START DOCUMENT PASSAGE

Background information
- Born: December 3, 1948 (age 77) Syracuse, New York, US
- Genres: Christian rock, Southern rock
- Occupations: Musician; songwriter; music publishing executive;
- Years active: 1980–present
- Labels: Refuge; Sparrow; Reunion; UCA;
- Formerly of: Outlaws
- Website: RickCua.com

= Rick Cua =

Musical artist (born 1948)

Rick Cua (born December 3, 1948) is an American Christian rock singer, songwriter, bassist, author and ordained minister. He is a former member of the Southern rock band, Outlaws, whom he joined in 1980, but left in 1983 to pursue a full-time career in contemporary Christian music, the year after, wherein he gained popularity throughout most of the 1980s as a leather-jacket-wearing rocker with an arena rock sound featuring big, shout-along choruses.

== Background ==

After recording with Refuge and Sparrow records, he signed to Reunion in 1988, where his works began to take on a softer, more radio-friendly tone that included "sentimental ballads and pop-rock anthems in the style of Michael Bolton." Cua left Reunion in 1992 after just over a decade of radio airplay including six No. 1 Christian radio songs, creating his own label, UCA Records, on which he recorded three studio albums in the 1990s but received little radio play. He was nominated for a Dove Award and has received various other awards and recognition.

Cua took a hiatus from recording in 1998 and went to work as vice president of the creative department at EMI Christian Music Publishing, where he stayed until 2003. He focused on managing his own two companies: Rick Cua Entertainment, which manages artists and works in music publishing, film and TV licensing; and All for the King Music, offering coaching and inspiration to lay musicians through workshops and free electronic delivery of original worship music.

END DOCUMENT PASSAGE
START PROVIDED MATERIAL

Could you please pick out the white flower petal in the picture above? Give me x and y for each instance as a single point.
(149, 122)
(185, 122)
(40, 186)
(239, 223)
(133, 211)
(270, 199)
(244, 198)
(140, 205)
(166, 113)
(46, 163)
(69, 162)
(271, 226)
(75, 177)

END PROVIDED MATERIAL

## DIRECTIONS FOR THIS TASK
Could you rewrite the part of the Rick Cua biography that begins at "Rick Cua (born" and stops after "big, shout-along choruses.", with "ordained minister" changed to "pastor"?

## YOUR SOLUTION
Rick Cua (born December 3, 1948) is an American Christian rock singer, songwriter, bassist, author and pastor. He is a former member of the Southern rock band, Outlaws, whom he joined in 1980, but left in 1983 to pursue a full-time career in contemporary Christian music, the year after, wherein he gained popularity throughout most of the 1980s as a leather-jacket-wearing rocker with an arena rock sound featuring big, shout-along choruses.